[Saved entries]
• • • • •

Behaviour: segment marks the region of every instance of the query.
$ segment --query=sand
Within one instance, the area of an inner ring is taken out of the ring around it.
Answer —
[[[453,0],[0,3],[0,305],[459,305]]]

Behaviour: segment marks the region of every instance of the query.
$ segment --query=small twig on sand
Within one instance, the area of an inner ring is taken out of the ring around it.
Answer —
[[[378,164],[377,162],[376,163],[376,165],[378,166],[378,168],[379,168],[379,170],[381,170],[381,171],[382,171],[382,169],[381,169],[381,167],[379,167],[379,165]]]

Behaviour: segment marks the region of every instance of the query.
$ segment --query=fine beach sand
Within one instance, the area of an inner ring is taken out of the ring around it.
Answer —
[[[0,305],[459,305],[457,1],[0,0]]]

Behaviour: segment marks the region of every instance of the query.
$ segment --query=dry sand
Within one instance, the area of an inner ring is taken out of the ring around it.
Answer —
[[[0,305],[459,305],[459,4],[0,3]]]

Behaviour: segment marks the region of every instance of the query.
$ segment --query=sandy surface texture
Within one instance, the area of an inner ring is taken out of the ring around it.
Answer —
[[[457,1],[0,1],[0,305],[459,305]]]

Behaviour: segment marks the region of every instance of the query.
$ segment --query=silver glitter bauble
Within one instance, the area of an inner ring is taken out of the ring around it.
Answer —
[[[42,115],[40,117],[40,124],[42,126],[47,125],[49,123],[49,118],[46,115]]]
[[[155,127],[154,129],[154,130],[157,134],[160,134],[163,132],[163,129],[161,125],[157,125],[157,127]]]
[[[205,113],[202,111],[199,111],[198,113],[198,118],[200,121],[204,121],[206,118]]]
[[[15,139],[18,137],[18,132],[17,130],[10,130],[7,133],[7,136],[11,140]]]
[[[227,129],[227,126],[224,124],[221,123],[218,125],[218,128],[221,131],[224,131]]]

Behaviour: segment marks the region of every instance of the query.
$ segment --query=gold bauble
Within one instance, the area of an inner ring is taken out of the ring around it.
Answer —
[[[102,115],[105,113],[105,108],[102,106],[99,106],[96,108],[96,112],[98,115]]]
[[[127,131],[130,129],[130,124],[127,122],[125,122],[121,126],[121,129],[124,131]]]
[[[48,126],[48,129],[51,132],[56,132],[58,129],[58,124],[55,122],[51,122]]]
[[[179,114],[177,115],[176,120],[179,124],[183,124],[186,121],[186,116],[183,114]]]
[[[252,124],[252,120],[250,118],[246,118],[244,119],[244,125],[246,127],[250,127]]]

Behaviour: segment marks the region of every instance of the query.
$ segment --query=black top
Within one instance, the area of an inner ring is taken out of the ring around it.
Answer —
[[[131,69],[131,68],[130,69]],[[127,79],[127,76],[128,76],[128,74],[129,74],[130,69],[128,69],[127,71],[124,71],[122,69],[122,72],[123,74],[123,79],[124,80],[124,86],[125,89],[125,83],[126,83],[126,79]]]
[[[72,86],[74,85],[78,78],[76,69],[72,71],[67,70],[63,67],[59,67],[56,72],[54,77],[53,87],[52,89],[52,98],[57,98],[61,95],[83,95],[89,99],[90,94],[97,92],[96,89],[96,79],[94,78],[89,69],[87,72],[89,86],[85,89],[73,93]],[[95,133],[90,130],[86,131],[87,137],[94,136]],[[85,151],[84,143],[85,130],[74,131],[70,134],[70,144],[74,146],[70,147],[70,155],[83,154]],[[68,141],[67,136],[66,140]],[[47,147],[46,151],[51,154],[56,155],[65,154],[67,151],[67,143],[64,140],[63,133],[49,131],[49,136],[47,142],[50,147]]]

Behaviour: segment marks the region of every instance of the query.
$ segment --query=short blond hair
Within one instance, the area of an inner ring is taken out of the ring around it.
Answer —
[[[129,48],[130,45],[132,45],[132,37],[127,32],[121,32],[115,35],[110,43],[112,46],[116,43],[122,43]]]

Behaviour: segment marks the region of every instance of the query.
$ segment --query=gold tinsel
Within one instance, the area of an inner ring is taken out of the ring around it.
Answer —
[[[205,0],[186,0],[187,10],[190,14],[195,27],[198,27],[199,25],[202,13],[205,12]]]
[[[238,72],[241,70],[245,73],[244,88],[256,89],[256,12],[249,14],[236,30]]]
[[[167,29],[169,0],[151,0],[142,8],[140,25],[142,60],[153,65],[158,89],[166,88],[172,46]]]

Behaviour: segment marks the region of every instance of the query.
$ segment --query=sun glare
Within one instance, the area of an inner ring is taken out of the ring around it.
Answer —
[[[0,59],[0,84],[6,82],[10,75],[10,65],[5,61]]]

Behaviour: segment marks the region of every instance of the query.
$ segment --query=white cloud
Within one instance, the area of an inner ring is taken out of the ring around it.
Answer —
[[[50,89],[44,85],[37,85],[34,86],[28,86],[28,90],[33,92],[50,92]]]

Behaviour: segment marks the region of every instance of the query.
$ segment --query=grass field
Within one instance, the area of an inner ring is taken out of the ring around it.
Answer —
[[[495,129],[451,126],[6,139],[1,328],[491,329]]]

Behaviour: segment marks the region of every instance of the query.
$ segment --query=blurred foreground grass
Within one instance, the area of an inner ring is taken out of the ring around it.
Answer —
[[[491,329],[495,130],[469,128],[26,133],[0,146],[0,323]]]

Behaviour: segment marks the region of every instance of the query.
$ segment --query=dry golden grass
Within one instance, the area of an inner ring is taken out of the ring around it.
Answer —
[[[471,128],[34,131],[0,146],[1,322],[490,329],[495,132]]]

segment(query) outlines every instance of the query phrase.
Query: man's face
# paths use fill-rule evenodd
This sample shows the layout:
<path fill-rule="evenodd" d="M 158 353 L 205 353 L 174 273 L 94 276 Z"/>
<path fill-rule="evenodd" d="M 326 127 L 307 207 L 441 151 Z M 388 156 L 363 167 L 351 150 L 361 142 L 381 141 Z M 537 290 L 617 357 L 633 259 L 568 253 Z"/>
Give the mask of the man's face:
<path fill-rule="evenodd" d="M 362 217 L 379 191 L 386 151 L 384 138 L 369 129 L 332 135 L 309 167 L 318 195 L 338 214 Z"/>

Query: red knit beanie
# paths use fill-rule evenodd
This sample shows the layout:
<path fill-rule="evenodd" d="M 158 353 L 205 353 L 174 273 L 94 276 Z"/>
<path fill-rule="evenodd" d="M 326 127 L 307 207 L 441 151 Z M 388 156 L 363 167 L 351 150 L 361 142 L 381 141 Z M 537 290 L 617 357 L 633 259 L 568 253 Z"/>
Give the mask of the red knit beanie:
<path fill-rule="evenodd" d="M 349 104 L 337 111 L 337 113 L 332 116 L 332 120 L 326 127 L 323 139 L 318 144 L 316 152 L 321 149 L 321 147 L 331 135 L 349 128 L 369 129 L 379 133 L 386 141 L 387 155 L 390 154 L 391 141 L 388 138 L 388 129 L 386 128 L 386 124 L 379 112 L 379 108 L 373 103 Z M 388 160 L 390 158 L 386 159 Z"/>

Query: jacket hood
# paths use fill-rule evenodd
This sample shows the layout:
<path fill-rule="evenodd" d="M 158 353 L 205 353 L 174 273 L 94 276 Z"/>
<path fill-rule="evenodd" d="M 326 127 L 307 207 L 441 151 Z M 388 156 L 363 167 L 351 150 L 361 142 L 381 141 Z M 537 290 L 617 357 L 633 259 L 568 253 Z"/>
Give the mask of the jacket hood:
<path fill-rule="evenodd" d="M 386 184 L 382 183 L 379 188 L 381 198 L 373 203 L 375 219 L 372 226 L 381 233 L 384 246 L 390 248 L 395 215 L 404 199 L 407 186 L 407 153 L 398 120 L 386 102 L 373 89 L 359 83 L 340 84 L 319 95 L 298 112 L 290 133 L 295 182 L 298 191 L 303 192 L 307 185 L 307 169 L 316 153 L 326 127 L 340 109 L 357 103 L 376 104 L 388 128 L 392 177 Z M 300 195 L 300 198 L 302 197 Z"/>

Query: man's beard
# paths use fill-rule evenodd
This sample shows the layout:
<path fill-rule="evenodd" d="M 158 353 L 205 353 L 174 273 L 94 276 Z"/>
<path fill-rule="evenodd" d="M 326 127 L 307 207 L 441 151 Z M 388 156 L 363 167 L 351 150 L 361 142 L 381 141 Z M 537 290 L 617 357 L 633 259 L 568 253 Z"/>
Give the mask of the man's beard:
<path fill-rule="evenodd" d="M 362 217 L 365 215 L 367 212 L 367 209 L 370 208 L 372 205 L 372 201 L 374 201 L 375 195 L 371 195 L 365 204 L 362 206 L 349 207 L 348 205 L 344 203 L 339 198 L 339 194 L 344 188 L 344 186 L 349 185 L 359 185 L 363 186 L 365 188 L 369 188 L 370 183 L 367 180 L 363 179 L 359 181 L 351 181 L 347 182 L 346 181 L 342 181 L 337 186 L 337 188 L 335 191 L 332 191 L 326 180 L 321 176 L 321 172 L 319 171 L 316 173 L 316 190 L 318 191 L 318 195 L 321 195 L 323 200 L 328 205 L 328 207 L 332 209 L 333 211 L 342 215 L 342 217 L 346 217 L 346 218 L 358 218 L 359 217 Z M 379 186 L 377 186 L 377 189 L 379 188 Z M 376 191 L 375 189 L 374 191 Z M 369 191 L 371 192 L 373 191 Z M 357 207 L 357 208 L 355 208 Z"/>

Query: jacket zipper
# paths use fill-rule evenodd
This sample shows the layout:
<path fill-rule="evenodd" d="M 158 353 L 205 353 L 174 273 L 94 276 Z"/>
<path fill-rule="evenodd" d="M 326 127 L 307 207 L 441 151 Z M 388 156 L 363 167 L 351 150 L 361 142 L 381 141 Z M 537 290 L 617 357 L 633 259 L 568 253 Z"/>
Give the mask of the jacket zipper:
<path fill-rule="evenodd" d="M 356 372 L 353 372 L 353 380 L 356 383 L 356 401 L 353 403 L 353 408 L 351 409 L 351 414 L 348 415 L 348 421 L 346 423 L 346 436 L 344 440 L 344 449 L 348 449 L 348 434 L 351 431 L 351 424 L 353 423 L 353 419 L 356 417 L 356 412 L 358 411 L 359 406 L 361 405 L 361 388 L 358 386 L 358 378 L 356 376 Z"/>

• • • • •

▶ [Problem requirements]
Put the lines above, from the first one through the one containing "[[[457,1],[0,1],[0,305],[459,305]]]", into a JSON list of strings with one string per line. Leave out the blank lines.

▶ [Response below]
[
  "Behaviour: segment marks the region of every instance of the query.",
  "$ segment --query=sand",
  "Within one instance, the area of an inner ring is taken out of the ring around it.",
  "Answer —",
  "[[[453,0],[0,3],[0,305],[459,305]]]",
  "Behaviour: segment marks the region of every instance of the query.",
  "$ segment --query=small twig on sand",
  "Within one instance, the area of an inner ring is taken out of the ring around it.",
  "Answer —",
  "[[[378,164],[377,162],[376,163],[376,165],[378,166],[378,168],[379,168],[379,170],[381,170],[381,171],[382,171],[382,169],[381,169],[381,167],[379,167],[379,165]]]",
  "Behaviour: segment marks the region of every instance of the query.",
  "$ segment --query=fine beach sand",
  "Within one instance, the area of an inner ring is taken out of the ring around it.",
  "Answer —",
  "[[[0,305],[459,305],[457,1],[0,0]]]",
  "Behaviour: segment marks the region of every instance of the query.",
  "$ segment --query=dry sand",
  "Within one instance, the area of an inner ring is taken out of the ring around it.",
  "Answer —",
  "[[[0,305],[459,305],[459,4],[0,3]]]",
  "Behaviour: segment marks the region of every instance of the query.",
  "$ segment --query=sandy surface texture",
  "Within one instance, the area of an inner ring is taken out of the ring around it.",
  "Answer —",
  "[[[457,1],[0,1],[0,305],[459,305]]]"
]